WHAT IS REQUIRED:
Recast everything from the start of the items down through the line containing "56L130 50L126 65L124" as a JSON list of strings, one string per line, with blank lines left out. Omit the pictures from the answer.

Items from a dataset:
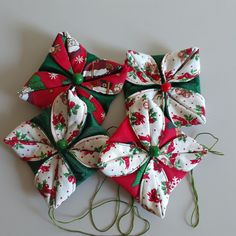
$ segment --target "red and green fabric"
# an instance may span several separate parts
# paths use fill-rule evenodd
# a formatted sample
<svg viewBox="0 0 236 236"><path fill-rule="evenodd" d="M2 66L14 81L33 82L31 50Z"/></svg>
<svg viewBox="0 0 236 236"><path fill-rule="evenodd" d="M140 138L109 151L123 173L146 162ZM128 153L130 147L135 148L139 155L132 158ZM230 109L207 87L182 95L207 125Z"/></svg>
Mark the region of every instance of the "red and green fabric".
<svg viewBox="0 0 236 236"><path fill-rule="evenodd" d="M149 101L146 110L122 122L102 150L98 166L146 210L163 218L172 190L206 153Z"/></svg>
<svg viewBox="0 0 236 236"><path fill-rule="evenodd" d="M157 56L130 50L126 65L124 92L128 110L138 111L135 105L148 98L177 127L206 122L205 99L200 94L198 48Z"/></svg>
<svg viewBox="0 0 236 236"><path fill-rule="evenodd" d="M6 138L35 174L35 185L57 208L82 181L95 173L106 132L75 89L60 93L52 107L23 122Z"/></svg>
<svg viewBox="0 0 236 236"><path fill-rule="evenodd" d="M99 124L123 88L126 68L89 53L68 33L59 33L39 71L25 84L20 97L40 108L50 107L58 94L76 89Z"/></svg>

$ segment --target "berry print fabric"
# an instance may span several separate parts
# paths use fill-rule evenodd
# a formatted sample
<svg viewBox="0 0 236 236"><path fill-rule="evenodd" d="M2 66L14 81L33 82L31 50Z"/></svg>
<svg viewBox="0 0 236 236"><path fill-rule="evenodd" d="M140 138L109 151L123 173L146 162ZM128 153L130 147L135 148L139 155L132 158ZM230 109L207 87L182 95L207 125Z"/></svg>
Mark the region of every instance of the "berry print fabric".
<svg viewBox="0 0 236 236"><path fill-rule="evenodd" d="M98 166L163 218L172 190L207 150L174 127L152 100L146 102L146 109L130 113L108 140Z"/></svg>
<svg viewBox="0 0 236 236"><path fill-rule="evenodd" d="M177 127L206 122L205 99L200 94L198 48L164 56L128 51L126 65L128 76L124 90L129 112L145 109L143 101L148 99L162 108Z"/></svg>
<svg viewBox="0 0 236 236"><path fill-rule="evenodd" d="M25 84L20 97L40 108L50 107L63 91L75 88L88 100L99 124L127 77L126 68L89 53L68 33L59 33L39 71Z"/></svg>
<svg viewBox="0 0 236 236"><path fill-rule="evenodd" d="M51 109L13 130L5 143L28 162L35 186L57 208L94 173L105 134L73 88L60 93Z"/></svg>

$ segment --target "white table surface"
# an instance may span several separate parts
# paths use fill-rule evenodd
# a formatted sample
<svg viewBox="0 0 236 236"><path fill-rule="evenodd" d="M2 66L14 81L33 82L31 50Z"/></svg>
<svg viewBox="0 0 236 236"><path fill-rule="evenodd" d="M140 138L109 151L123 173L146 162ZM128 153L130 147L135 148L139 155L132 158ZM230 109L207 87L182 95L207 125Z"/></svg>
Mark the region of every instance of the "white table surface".
<svg viewBox="0 0 236 236"><path fill-rule="evenodd" d="M173 192L164 220L139 209L151 223L146 235L235 235L235 9L234 0L0 0L1 140L20 122L39 113L18 99L16 92L37 70L59 31L70 32L89 51L118 62L123 62L127 49L160 54L198 46L207 124L190 128L188 133L214 133L220 138L217 149L225 156L208 155L196 168L201 211L196 229L185 221L192 206L186 180ZM119 125L124 115L121 94L114 101L104 127ZM2 142L0 153L0 235L70 235L49 222L47 206L33 185L33 174L26 163ZM59 214L76 215L85 209L97 177L94 175L79 186L59 208ZM113 196L114 191L110 181L99 198ZM125 194L122 197L127 199ZM112 206L99 209L95 213L98 224L104 225L112 212ZM141 227L139 223L137 227ZM77 227L95 233L89 219ZM116 233L114 228L106 235Z"/></svg>

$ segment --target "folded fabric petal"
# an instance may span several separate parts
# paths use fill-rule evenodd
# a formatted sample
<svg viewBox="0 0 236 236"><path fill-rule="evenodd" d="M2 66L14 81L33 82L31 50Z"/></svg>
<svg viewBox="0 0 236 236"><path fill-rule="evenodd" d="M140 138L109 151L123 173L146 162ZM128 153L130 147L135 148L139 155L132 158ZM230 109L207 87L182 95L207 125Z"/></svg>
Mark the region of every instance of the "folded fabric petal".
<svg viewBox="0 0 236 236"><path fill-rule="evenodd" d="M146 177L140 184L140 204L148 211L163 218L169 202L169 193L163 188L168 183L165 171L154 169L154 160L147 166Z"/></svg>
<svg viewBox="0 0 236 236"><path fill-rule="evenodd" d="M81 99L93 103L99 124L110 103L120 93L127 76L126 67L99 59L68 33L59 33L39 71L25 84L20 97L41 108L50 107L60 92L78 89ZM84 93L89 93L84 97ZM87 103L86 103L87 104ZM99 105L98 105L99 104Z"/></svg>
<svg viewBox="0 0 236 236"><path fill-rule="evenodd" d="M52 104L52 134L54 140L65 139L70 144L80 133L87 117L86 104L75 89L61 93Z"/></svg>
<svg viewBox="0 0 236 236"><path fill-rule="evenodd" d="M49 206L57 208L76 189L76 178L59 156L46 160L35 175L35 185Z"/></svg>
<svg viewBox="0 0 236 236"><path fill-rule="evenodd" d="M106 135L84 138L76 143L70 152L84 166L95 168L97 167L99 153L107 140Z"/></svg>
<svg viewBox="0 0 236 236"><path fill-rule="evenodd" d="M152 98L152 99L150 99ZM164 127L165 118L151 94L139 94L128 110L131 126L142 145L157 145Z"/></svg>
<svg viewBox="0 0 236 236"><path fill-rule="evenodd" d="M165 56L128 51L126 65L128 77L124 90L127 109L133 105L135 97L145 91L147 99L155 99L155 103L177 127L206 122L205 100L200 94L199 85L198 48L188 48ZM139 109L132 108L136 111Z"/></svg>
<svg viewBox="0 0 236 236"><path fill-rule="evenodd" d="M30 121L13 130L4 142L25 161L39 161L56 153L40 127Z"/></svg>
<svg viewBox="0 0 236 236"><path fill-rule="evenodd" d="M110 177L122 176L135 172L147 161L147 153L134 145L115 143L102 151L100 168Z"/></svg>
<svg viewBox="0 0 236 236"><path fill-rule="evenodd" d="M39 192L57 208L95 171L105 134L75 90L69 90L55 98L51 109L17 127L5 143L28 162Z"/></svg>
<svg viewBox="0 0 236 236"><path fill-rule="evenodd" d="M98 166L145 209L163 218L170 193L207 150L168 119L160 119L154 127L164 126L162 132L143 143L132 122L127 117L108 140Z"/></svg>

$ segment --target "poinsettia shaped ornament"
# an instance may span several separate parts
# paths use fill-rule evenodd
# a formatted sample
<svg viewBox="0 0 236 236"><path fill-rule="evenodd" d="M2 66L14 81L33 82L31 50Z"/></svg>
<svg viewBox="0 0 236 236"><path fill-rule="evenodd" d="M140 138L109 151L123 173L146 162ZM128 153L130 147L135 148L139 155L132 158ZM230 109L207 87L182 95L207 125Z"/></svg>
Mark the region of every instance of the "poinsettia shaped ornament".
<svg viewBox="0 0 236 236"><path fill-rule="evenodd" d="M39 192L57 208L95 172L107 139L72 89L60 93L50 109L23 122L4 141L27 161Z"/></svg>
<svg viewBox="0 0 236 236"><path fill-rule="evenodd" d="M127 109L152 100L177 127L204 124L205 99L200 94L198 48L150 56L128 51L128 78L124 87ZM145 104L143 108L145 109Z"/></svg>
<svg viewBox="0 0 236 236"><path fill-rule="evenodd" d="M146 101L146 109L127 116L108 140L98 166L163 218L172 190L207 150L176 128L152 100Z"/></svg>
<svg viewBox="0 0 236 236"><path fill-rule="evenodd" d="M126 77L123 65L98 58L63 32L57 35L39 71L25 84L20 97L46 108L59 93L75 88L82 100L88 100L95 119L101 124Z"/></svg>

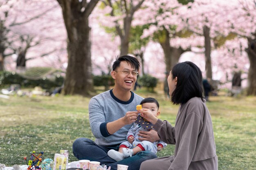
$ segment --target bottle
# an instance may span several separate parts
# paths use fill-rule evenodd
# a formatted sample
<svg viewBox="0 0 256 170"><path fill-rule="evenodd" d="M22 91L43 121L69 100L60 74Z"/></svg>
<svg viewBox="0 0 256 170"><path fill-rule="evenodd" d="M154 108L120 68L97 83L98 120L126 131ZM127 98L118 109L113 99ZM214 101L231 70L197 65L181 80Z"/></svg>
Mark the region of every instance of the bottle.
<svg viewBox="0 0 256 170"><path fill-rule="evenodd" d="M66 163L65 169L66 170L67 168L68 164L68 150L60 150L60 153L66 157Z"/></svg>

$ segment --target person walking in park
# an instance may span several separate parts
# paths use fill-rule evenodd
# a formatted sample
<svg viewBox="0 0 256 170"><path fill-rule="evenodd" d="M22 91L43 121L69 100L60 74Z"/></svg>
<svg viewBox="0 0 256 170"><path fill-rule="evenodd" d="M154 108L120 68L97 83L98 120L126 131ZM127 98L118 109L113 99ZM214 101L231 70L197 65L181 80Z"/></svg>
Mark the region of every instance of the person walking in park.
<svg viewBox="0 0 256 170"><path fill-rule="evenodd" d="M201 71L190 62L178 63L168 79L171 101L180 106L175 127L148 110L138 112L154 125L161 140L175 145L174 155L146 161L140 170L217 170L212 123L203 98Z"/></svg>
<svg viewBox="0 0 256 170"><path fill-rule="evenodd" d="M136 106L143 98L131 89L137 79L139 63L135 57L124 55L116 58L112 67L114 88L92 98L89 104L89 121L96 138L95 142L85 138L76 139L73 144L73 154L79 160L98 161L111 166L112 170L117 170L117 164L123 164L128 166L129 170L138 170L142 162L156 158L155 154L140 152L117 162L108 155L108 152L110 149L118 150L137 119ZM140 131L139 135L142 137L142 141L153 142L159 139L153 130Z"/></svg>
<svg viewBox="0 0 256 170"><path fill-rule="evenodd" d="M209 100L209 93L211 92L212 88L209 82L211 79L209 78L203 79L203 87L204 87L204 99L207 101Z"/></svg>
<svg viewBox="0 0 256 170"><path fill-rule="evenodd" d="M159 103L153 97L145 98L140 102L140 104L142 105L143 108L151 112L156 117L160 115ZM137 120L133 123L127 133L127 141L122 142L120 145L118 151L111 149L108 152L108 155L117 161L132 157L138 152L144 150L156 154L167 145L166 144L160 140L154 142L147 141L141 141L139 139L139 137L138 135L139 131L148 131L150 126L146 125L147 124L146 123L148 121L144 121L142 119L140 119L141 117L139 116L137 117Z"/></svg>

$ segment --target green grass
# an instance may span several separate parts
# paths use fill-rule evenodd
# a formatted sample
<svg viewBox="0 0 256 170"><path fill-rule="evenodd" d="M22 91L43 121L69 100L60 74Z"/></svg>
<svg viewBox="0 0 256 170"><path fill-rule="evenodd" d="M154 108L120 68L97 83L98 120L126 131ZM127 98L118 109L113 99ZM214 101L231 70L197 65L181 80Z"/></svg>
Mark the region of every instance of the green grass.
<svg viewBox="0 0 256 170"><path fill-rule="evenodd" d="M174 124L178 106L166 99L162 91L148 93L140 89L137 93L156 98L160 118ZM224 95L210 97L207 104L219 170L255 170L256 97ZM79 96L0 98L0 163L7 166L25 164L23 157L34 150L43 151L45 159L53 159L61 149L69 150L69 161L77 160L72 153L74 141L80 137L94 139L89 124L90 99ZM172 155L174 148L168 145L158 156Z"/></svg>

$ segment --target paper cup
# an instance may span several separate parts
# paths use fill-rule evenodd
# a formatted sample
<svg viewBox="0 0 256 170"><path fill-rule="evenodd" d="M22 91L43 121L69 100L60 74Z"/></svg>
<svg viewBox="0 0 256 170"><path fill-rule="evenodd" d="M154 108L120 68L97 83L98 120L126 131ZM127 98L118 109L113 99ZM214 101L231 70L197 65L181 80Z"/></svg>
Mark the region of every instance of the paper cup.
<svg viewBox="0 0 256 170"><path fill-rule="evenodd" d="M90 161L86 159L80 160L79 161L79 164L80 164L80 168L83 169L89 169L89 166L90 165ZM84 167L84 166L86 166L86 167Z"/></svg>
<svg viewBox="0 0 256 170"><path fill-rule="evenodd" d="M127 170L128 166L127 165L117 164L117 170Z"/></svg>
<svg viewBox="0 0 256 170"><path fill-rule="evenodd" d="M90 170L99 169L99 164L101 163L97 161L90 161Z"/></svg>

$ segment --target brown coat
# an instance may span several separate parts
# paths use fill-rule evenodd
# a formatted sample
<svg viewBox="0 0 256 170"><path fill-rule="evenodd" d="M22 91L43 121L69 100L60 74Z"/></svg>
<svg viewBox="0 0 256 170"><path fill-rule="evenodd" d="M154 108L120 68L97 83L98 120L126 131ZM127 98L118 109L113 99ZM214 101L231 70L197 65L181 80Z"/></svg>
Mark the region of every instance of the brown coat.
<svg viewBox="0 0 256 170"><path fill-rule="evenodd" d="M140 170L217 170L211 118L205 104L193 97L181 105L175 127L159 119L153 128L161 140L175 144L174 155L145 161Z"/></svg>

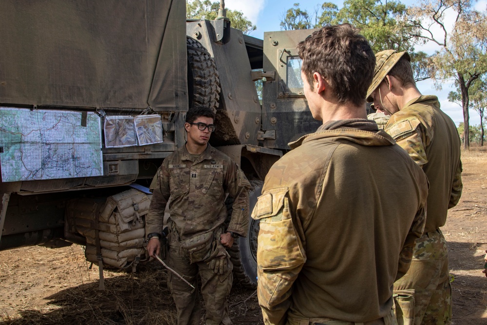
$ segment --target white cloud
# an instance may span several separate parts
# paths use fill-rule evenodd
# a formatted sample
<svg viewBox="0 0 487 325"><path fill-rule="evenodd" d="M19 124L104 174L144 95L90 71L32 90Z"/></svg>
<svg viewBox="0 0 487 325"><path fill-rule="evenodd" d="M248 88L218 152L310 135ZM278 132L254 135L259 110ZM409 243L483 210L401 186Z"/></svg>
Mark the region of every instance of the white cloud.
<svg viewBox="0 0 487 325"><path fill-rule="evenodd" d="M486 0L483 0L485 1ZM446 10L444 13L445 16L444 17L443 21L445 26L445 29L447 31L447 35L449 36L450 36L450 34L451 33L451 31L453 30L453 25L455 23L455 20L456 18L456 15L457 13L453 9L451 8ZM433 37L434 39L436 39L440 43L443 42L444 38L445 37L445 32L438 24L436 23L432 24L431 20L431 19L423 20L423 24L425 27L428 26L430 24L431 24L430 30L433 34ZM429 33L425 32L423 32L423 35L431 37L430 35L429 35ZM417 45L414 47L415 50L422 51L430 55L432 54L435 51L439 51L441 50L441 46L438 45L434 42L431 41L428 41L428 42L425 44Z"/></svg>
<svg viewBox="0 0 487 325"><path fill-rule="evenodd" d="M225 0L225 8L242 11L244 16L255 24L266 2L266 0Z"/></svg>
<svg viewBox="0 0 487 325"><path fill-rule="evenodd" d="M476 10L483 11L487 8L487 1L486 1L486 0L481 0L475 3L473 7Z"/></svg>

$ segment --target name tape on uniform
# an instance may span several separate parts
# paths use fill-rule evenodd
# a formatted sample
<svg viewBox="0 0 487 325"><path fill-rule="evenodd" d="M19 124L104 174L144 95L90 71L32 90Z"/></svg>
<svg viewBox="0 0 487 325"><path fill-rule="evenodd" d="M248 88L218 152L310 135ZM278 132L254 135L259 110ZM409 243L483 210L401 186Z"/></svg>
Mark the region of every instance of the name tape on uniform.
<svg viewBox="0 0 487 325"><path fill-rule="evenodd" d="M205 168L215 168L217 169L223 169L223 165L205 165L203 167Z"/></svg>

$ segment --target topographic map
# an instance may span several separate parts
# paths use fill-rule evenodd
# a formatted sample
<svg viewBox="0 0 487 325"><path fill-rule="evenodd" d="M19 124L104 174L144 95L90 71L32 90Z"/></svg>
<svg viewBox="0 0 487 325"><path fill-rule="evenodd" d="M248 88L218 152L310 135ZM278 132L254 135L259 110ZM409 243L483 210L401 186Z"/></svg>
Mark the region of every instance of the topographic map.
<svg viewBox="0 0 487 325"><path fill-rule="evenodd" d="M0 107L2 181L103 175L100 117L82 115Z"/></svg>

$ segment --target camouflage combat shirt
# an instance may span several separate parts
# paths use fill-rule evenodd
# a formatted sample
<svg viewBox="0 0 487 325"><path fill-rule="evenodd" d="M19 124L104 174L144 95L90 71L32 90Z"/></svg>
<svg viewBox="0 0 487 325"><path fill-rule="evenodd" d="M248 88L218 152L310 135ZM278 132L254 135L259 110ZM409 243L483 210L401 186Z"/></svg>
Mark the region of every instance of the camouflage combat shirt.
<svg viewBox="0 0 487 325"><path fill-rule="evenodd" d="M421 168L395 143L371 121L337 121L290 144L272 166L252 214L265 324L390 313L393 285L422 235L428 191Z"/></svg>
<svg viewBox="0 0 487 325"><path fill-rule="evenodd" d="M150 185L146 233L161 233L169 197L169 213L181 239L215 229L226 218L228 192L234 201L227 231L245 236L249 187L238 166L209 144L196 158L183 146L164 159Z"/></svg>
<svg viewBox="0 0 487 325"><path fill-rule="evenodd" d="M385 131L421 166L430 181L425 232L445 224L462 195L460 140L436 96L421 96L391 116Z"/></svg>

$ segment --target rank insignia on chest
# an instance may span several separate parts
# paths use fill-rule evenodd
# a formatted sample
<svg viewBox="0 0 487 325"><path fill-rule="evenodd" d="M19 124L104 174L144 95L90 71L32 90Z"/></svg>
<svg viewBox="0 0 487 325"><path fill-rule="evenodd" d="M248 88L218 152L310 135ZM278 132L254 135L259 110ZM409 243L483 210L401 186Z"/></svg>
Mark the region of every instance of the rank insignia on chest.
<svg viewBox="0 0 487 325"><path fill-rule="evenodd" d="M205 165L203 166L204 168L213 168L214 169L223 169L223 165Z"/></svg>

PROBLEM SOLUTION:
[
  "$ segment --target \"red and green fabric\"",
  "# an instance may span several separate parts",
  "# paths use fill-rule evenodd",
  "# a formatted sample",
  "<svg viewBox=\"0 0 236 236\"><path fill-rule=\"evenodd\" d=\"M2 66L14 81L33 82L31 50Z\"/></svg>",
  "<svg viewBox=\"0 0 236 236\"><path fill-rule=\"evenodd\" d=\"M140 138L109 151L123 173L146 162ZM128 153L130 147L135 148L139 155L132 158ZM230 109L207 87L182 95L207 125Z\"/></svg>",
  "Mark the region of every instance of the \"red and green fabric\".",
  "<svg viewBox=\"0 0 236 236\"><path fill-rule=\"evenodd\" d=\"M149 101L146 110L122 122L102 150L98 166L146 210L163 218L172 190L206 153Z\"/></svg>",
  "<svg viewBox=\"0 0 236 236\"><path fill-rule=\"evenodd\" d=\"M157 56L130 50L126 65L124 92L128 110L138 111L135 105L148 98L177 127L206 122L205 99L200 94L198 48Z\"/></svg>"
]